Requirement
What is needed here is an exact transcription of all the entries.

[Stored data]
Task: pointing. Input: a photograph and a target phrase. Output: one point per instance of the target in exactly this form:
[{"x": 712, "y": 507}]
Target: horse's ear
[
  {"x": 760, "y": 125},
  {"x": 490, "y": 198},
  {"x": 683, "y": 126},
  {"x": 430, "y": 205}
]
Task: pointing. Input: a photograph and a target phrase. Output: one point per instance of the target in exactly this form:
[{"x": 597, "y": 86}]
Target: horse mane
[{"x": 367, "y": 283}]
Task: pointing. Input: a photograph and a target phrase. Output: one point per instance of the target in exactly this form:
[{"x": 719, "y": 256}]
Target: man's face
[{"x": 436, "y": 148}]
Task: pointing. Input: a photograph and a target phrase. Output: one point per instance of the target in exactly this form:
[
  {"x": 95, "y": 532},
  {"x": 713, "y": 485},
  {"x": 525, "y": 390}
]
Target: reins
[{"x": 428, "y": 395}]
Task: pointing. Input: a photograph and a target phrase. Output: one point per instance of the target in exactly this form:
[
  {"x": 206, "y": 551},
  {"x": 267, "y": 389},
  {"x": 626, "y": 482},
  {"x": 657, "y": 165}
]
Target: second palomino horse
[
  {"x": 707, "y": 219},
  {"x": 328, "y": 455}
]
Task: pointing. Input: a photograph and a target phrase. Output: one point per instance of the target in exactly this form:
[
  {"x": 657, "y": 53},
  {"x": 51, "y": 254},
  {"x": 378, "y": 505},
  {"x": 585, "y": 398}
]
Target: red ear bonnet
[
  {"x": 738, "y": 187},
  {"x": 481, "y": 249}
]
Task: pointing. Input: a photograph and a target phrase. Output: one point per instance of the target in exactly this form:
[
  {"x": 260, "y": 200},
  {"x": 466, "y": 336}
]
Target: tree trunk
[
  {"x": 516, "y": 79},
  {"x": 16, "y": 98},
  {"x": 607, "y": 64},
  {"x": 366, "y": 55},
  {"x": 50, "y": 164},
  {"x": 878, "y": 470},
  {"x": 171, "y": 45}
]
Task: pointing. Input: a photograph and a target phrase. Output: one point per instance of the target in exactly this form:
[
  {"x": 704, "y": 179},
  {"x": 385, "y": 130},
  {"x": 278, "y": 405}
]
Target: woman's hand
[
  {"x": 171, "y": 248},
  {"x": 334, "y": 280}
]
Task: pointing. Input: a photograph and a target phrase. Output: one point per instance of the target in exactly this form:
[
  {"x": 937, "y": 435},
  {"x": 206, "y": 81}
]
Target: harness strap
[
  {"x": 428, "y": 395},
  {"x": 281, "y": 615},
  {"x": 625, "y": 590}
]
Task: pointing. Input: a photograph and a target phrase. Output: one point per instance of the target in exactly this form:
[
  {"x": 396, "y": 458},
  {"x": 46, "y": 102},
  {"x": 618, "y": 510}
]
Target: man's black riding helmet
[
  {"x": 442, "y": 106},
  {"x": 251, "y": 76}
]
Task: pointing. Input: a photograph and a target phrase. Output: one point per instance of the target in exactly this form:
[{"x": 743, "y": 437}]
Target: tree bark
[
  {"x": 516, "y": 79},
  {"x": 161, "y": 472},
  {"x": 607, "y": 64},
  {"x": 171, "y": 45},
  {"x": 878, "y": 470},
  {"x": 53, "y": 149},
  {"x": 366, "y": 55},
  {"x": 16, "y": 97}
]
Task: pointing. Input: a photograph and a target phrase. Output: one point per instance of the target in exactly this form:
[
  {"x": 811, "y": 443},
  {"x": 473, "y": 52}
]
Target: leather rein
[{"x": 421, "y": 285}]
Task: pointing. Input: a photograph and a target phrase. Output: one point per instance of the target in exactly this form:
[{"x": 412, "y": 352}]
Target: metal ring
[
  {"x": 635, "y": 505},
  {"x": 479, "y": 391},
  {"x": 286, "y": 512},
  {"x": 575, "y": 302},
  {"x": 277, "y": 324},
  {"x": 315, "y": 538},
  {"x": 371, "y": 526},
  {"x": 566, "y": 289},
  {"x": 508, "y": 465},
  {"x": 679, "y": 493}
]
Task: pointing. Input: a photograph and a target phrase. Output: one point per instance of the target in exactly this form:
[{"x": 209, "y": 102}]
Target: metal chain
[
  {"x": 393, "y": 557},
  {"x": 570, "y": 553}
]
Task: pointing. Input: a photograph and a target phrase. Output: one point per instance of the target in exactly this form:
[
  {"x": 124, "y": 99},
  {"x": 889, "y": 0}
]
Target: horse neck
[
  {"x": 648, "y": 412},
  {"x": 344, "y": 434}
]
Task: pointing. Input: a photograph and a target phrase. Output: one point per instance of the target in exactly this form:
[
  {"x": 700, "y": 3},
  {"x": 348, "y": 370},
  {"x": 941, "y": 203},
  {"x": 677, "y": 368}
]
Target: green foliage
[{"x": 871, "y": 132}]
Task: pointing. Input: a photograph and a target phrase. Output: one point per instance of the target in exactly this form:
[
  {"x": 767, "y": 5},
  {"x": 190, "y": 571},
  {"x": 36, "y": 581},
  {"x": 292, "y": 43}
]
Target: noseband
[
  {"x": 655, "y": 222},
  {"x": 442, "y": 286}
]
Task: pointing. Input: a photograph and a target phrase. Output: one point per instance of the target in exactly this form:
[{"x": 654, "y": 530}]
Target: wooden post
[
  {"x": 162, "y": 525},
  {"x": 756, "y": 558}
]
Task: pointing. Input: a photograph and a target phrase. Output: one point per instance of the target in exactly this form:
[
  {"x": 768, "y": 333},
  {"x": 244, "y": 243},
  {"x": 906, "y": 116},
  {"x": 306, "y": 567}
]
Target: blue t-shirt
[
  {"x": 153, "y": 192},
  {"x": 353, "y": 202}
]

Expected answer
Task: pointing. Input: a photograph and a target phrase. Output: one point per instance of the target in exactly this form:
[{"x": 712, "y": 507}]
Target: horse's ear
[
  {"x": 760, "y": 125},
  {"x": 490, "y": 198},
  {"x": 683, "y": 126},
  {"x": 430, "y": 205}
]
Task: pointing. Input: a photograph and a target phrase. Output: one point per instance of the target in exactly this form:
[{"x": 597, "y": 86}]
Target: horse mane
[{"x": 367, "y": 283}]
Task: pointing. Input: a photograph and a target phrase. Output: one point per instance of the target in exactly this form:
[{"x": 719, "y": 256}]
Target: man's face
[{"x": 436, "y": 148}]
Task: pointing. Input: a photograph and a target phrase. Output: one point per instance of the target in exactly this form:
[
  {"x": 95, "y": 532},
  {"x": 713, "y": 485},
  {"x": 525, "y": 390}
]
Target: reins
[{"x": 428, "y": 395}]
Task: pointing. Input: a photograph and a target phrase. Output: one point per instance of the target in exactly this form:
[
  {"x": 206, "y": 551},
  {"x": 267, "y": 389},
  {"x": 626, "y": 482},
  {"x": 657, "y": 165}
]
Target: second palomino horse
[
  {"x": 707, "y": 219},
  {"x": 328, "y": 455}
]
Task: pointing. Input: a photograph and a target phrase. Output: one point per instance of the target in exactly this form:
[
  {"x": 657, "y": 53},
  {"x": 51, "y": 254},
  {"x": 378, "y": 505},
  {"x": 585, "y": 398}
]
Target: red ear bonnet
[
  {"x": 738, "y": 187},
  {"x": 481, "y": 249}
]
Task: pointing. Input: a photograph and a target phrase. Output: one point per instance of the target in exactly this form:
[
  {"x": 260, "y": 200},
  {"x": 466, "y": 336}
]
Target: tree trunk
[
  {"x": 516, "y": 79},
  {"x": 16, "y": 98},
  {"x": 607, "y": 64},
  {"x": 366, "y": 55},
  {"x": 50, "y": 164},
  {"x": 878, "y": 470},
  {"x": 171, "y": 45}
]
Task: pointing. Input: a photograph and a target phrase. Output: one point per instance of the target in exactly this form:
[
  {"x": 704, "y": 179},
  {"x": 385, "y": 130},
  {"x": 278, "y": 405}
]
Target: woman's hand
[
  {"x": 171, "y": 248},
  {"x": 334, "y": 280}
]
Task: pointing. Input: a photograph and a target phrase. Output: one point per instance of the target in exactly this form:
[
  {"x": 937, "y": 435},
  {"x": 206, "y": 81}
]
Target: harness strap
[
  {"x": 428, "y": 395},
  {"x": 281, "y": 615},
  {"x": 625, "y": 590}
]
Task: pointing. Input: a photograph and a target phrase. Output: one point per instance of the target in exactly this form:
[
  {"x": 396, "y": 458},
  {"x": 46, "y": 102},
  {"x": 618, "y": 510}
]
Target: man's black riding helmet
[
  {"x": 442, "y": 106},
  {"x": 251, "y": 76}
]
Task: pointing. Input: a photograph and a target phrase. Output: one point per instance of the target in exactly this form:
[{"x": 743, "y": 437}]
Target: tree bark
[
  {"x": 516, "y": 79},
  {"x": 161, "y": 472},
  {"x": 607, "y": 64},
  {"x": 171, "y": 45},
  {"x": 878, "y": 470},
  {"x": 53, "y": 149},
  {"x": 366, "y": 55},
  {"x": 16, "y": 97}
]
Task: pointing. Input: a photograph and a target phrase. Output: one point per instance of the target in exactly this form:
[
  {"x": 811, "y": 443},
  {"x": 473, "y": 52}
]
Target: leather rein
[{"x": 421, "y": 285}]
Task: pointing. Input: a photograph and a target phrase. Output: one point per instance of the target in exactly this form:
[{"x": 412, "y": 352}]
Target: metal ring
[
  {"x": 635, "y": 505},
  {"x": 479, "y": 391},
  {"x": 286, "y": 512},
  {"x": 575, "y": 302},
  {"x": 277, "y": 324},
  {"x": 315, "y": 538},
  {"x": 371, "y": 526},
  {"x": 566, "y": 289},
  {"x": 508, "y": 465},
  {"x": 679, "y": 493}
]
Task: pointing. Input: a photograph and a target phrase. Output: one point per instance of the target in exactly this form:
[{"x": 209, "y": 102}]
Target: metal chain
[
  {"x": 393, "y": 557},
  {"x": 570, "y": 553}
]
Task: pointing. Input: a photograph and a target phrase. Output: one point per instance of the target in exactly this form:
[
  {"x": 124, "y": 99},
  {"x": 889, "y": 0}
]
Target: horse neck
[
  {"x": 648, "y": 412},
  {"x": 344, "y": 434}
]
Task: pointing. Input: a photograph and a target phrase. Output: one point per instance of the target in exactly this form:
[
  {"x": 700, "y": 3},
  {"x": 348, "y": 370},
  {"x": 941, "y": 203},
  {"x": 677, "y": 368}
]
Target: green foliage
[{"x": 871, "y": 132}]
Task: pointing. Input: a photograph and a target phrase. Output: one point per instance of the target in exactly this form:
[
  {"x": 767, "y": 5},
  {"x": 190, "y": 571},
  {"x": 36, "y": 581},
  {"x": 292, "y": 43}
]
Target: noseband
[
  {"x": 655, "y": 222},
  {"x": 442, "y": 286}
]
Task: pointing. Input: a photograph and a target phrase. Output: one point per instance of the target in exactly this form:
[{"x": 654, "y": 530}]
Target: wooden post
[
  {"x": 162, "y": 525},
  {"x": 756, "y": 558}
]
Task: pointing. Input: a photograph and a target phrase. Output: one point per instance of the target in exactly this form:
[
  {"x": 768, "y": 333},
  {"x": 244, "y": 243},
  {"x": 906, "y": 116},
  {"x": 306, "y": 567}
]
Target: blue t-shirt
[
  {"x": 153, "y": 192},
  {"x": 353, "y": 202}
]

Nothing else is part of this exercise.